TASK PROMPT: Output the entries below exactly, from the first line to the line holding "target | stem shadow", both included.

DATA FOR THIS TASK START

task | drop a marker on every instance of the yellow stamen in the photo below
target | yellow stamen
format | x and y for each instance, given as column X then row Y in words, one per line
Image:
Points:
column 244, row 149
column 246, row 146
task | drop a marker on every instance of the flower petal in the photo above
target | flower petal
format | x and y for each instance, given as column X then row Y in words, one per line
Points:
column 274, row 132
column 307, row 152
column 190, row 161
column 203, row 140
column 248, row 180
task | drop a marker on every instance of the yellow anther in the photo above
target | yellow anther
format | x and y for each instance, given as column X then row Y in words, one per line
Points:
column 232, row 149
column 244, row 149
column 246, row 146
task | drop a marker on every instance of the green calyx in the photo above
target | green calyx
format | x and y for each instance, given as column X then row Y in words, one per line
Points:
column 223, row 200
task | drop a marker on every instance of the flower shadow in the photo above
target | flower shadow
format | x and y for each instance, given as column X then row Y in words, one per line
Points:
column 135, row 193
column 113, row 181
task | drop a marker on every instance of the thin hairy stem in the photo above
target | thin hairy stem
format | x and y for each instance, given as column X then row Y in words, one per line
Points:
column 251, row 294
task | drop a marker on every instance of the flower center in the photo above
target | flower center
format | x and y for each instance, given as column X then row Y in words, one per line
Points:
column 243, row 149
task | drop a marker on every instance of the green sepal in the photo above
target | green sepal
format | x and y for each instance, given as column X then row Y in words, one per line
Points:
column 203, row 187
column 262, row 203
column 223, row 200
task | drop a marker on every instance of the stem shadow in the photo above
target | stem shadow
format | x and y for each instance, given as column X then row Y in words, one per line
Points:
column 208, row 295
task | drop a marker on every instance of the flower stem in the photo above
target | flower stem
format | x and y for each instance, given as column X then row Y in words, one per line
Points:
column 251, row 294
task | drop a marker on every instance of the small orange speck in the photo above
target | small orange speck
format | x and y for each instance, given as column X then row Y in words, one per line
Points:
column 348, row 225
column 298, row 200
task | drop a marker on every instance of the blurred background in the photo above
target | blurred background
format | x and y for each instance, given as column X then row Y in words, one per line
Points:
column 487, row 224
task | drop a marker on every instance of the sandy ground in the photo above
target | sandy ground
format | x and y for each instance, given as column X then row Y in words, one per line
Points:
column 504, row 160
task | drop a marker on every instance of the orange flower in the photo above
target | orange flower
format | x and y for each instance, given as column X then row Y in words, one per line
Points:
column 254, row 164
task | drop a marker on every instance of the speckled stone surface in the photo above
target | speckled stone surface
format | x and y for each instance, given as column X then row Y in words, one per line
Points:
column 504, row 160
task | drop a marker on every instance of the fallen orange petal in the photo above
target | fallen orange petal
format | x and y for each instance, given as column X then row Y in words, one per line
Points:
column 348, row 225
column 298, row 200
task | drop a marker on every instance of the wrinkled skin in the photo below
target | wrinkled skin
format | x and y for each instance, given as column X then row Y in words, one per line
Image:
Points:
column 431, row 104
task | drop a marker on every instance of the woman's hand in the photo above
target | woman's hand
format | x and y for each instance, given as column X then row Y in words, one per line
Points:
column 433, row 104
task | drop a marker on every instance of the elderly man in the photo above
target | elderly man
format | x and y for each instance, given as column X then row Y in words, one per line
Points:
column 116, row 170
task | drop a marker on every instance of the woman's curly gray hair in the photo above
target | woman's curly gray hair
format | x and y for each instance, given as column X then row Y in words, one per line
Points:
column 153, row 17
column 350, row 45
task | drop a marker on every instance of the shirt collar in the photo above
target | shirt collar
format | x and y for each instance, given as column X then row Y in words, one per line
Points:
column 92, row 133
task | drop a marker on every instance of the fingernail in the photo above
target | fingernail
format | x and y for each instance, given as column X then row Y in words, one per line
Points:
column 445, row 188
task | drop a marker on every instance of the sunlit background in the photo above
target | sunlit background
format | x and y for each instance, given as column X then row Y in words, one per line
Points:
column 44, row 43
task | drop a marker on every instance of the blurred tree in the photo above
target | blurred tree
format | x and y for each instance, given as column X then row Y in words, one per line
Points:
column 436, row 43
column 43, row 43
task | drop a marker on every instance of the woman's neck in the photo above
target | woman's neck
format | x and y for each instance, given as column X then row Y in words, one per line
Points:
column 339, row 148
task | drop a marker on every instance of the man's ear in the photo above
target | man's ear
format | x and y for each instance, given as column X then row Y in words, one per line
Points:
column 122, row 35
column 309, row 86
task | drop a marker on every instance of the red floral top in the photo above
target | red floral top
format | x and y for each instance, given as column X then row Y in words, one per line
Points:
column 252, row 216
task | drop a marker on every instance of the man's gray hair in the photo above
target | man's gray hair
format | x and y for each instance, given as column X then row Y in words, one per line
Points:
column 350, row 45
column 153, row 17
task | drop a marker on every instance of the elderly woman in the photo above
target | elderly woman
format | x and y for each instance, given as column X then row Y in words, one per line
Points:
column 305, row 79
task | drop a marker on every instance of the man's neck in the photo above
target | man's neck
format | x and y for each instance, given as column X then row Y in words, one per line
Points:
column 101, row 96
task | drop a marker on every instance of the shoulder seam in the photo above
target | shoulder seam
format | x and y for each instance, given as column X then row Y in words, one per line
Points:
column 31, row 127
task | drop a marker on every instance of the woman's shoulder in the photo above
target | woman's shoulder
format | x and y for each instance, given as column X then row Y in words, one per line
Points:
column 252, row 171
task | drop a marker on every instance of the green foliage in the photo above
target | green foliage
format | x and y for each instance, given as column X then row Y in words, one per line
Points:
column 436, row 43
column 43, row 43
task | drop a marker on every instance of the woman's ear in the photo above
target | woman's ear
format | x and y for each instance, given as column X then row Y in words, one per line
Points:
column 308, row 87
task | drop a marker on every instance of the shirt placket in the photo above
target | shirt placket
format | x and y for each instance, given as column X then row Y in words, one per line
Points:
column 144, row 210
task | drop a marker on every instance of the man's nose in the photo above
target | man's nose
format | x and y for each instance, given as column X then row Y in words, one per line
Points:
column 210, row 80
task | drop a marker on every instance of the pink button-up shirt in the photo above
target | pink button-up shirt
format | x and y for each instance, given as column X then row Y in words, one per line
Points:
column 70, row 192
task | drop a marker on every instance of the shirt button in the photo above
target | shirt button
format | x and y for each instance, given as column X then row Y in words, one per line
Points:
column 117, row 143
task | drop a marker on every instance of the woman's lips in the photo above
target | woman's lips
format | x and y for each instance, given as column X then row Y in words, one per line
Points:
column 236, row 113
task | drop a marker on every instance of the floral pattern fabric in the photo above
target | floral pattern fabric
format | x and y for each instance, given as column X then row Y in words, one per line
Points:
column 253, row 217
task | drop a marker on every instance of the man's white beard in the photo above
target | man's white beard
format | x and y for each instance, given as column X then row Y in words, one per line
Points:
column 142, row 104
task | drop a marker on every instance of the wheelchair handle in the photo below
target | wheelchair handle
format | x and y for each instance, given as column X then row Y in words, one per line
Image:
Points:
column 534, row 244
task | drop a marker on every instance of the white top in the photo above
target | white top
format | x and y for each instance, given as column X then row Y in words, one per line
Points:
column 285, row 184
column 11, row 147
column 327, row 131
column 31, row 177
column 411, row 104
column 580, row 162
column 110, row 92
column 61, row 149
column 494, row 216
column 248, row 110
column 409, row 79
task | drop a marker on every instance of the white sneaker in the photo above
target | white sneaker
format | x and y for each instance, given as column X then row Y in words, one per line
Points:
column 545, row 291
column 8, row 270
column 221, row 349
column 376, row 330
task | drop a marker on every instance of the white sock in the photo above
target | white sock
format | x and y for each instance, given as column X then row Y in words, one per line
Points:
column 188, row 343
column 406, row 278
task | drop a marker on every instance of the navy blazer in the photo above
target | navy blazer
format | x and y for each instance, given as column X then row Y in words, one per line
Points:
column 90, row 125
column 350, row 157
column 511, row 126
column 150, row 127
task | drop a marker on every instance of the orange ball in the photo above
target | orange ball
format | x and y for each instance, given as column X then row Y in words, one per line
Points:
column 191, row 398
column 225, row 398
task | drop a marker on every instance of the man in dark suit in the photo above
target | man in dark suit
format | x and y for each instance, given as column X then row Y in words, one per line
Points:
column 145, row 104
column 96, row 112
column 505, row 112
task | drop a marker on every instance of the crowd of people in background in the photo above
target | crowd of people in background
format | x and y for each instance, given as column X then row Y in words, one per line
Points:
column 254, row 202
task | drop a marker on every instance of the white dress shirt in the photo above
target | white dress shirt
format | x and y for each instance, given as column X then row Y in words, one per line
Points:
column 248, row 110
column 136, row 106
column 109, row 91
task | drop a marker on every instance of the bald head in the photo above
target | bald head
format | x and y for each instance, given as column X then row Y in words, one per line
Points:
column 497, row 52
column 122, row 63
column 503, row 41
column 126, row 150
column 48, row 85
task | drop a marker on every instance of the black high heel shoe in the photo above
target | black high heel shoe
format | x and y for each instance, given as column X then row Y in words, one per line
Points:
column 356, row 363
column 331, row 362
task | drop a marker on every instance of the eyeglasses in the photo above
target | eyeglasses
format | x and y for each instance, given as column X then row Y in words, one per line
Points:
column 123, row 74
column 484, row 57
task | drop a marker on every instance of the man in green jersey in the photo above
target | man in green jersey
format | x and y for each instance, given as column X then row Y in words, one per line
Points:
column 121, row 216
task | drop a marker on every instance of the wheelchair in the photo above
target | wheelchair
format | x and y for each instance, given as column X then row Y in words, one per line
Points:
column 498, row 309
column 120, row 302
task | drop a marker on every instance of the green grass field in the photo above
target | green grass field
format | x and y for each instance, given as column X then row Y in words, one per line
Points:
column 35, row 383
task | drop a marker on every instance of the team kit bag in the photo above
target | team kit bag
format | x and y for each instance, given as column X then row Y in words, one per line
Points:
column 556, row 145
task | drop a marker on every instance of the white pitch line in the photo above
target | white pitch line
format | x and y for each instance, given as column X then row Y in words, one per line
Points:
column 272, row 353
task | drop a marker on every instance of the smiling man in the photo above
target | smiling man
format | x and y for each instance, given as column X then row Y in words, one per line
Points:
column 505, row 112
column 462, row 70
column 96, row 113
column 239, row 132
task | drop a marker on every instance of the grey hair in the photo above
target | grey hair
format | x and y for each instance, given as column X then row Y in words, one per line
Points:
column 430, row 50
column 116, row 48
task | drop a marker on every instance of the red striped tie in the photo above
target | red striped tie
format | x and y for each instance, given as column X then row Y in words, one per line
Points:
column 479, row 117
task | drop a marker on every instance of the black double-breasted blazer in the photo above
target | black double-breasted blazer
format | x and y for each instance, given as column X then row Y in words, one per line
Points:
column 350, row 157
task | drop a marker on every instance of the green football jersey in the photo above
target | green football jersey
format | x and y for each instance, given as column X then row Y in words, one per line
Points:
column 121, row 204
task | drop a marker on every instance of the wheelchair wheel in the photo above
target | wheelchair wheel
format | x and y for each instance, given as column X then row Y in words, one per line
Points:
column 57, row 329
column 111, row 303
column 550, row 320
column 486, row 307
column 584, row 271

DATA FOR THIS TASK END

EXPECTED ANSWER:
task | drop a marker on every instance of the yellow stamen in the photo below
target | yellow stamen
format | x and y for each instance, given as column X then row Y in words, one per line
Image:
Points:
column 244, row 149
column 246, row 146
task | drop a marker on every instance of the flower petal in the photo above
target | flower petal
format | x and y for each instance, given as column X then row Y in words, one per line
Points:
column 274, row 132
column 307, row 152
column 190, row 161
column 203, row 140
column 248, row 180
task | drop a marker on every instance of the yellow anther in the photo above
target | yellow anther
format | x and y for each instance, given as column X then row Y in words, one per line
Points:
column 232, row 149
column 244, row 149
column 246, row 146
task | drop a marker on every instance of the green calyx in the photo above
target | green calyx
format | x and y for each instance, given as column X then row Y in words, one per line
Points:
column 223, row 200
task | drop a marker on every instance of the flower shadow in the photo above
target | flower shadow
format | x and y for each instance, given as column X then row Y in words, one per line
Points:
column 135, row 193
column 113, row 181
task | drop a marker on every instance of the thin hairy stem in the photo above
target | thin hairy stem
format | x and y for each instance, given as column X then row Y in words, one per line
Points:
column 251, row 294
task | drop a marker on every instance of the flower center in the photo above
target | flower center
format | x and y for each instance, given as column X then row Y in words, one per line
Points:
column 243, row 149
task | drop a marker on every instance of the green sepal in the photo above
target | green sepal
format | x and y for each instance, given as column X then row Y in words, one per line
Points:
column 203, row 187
column 262, row 203
column 223, row 200
task | drop a marker on every instance of the stem shadow in the photo above
target | stem shadow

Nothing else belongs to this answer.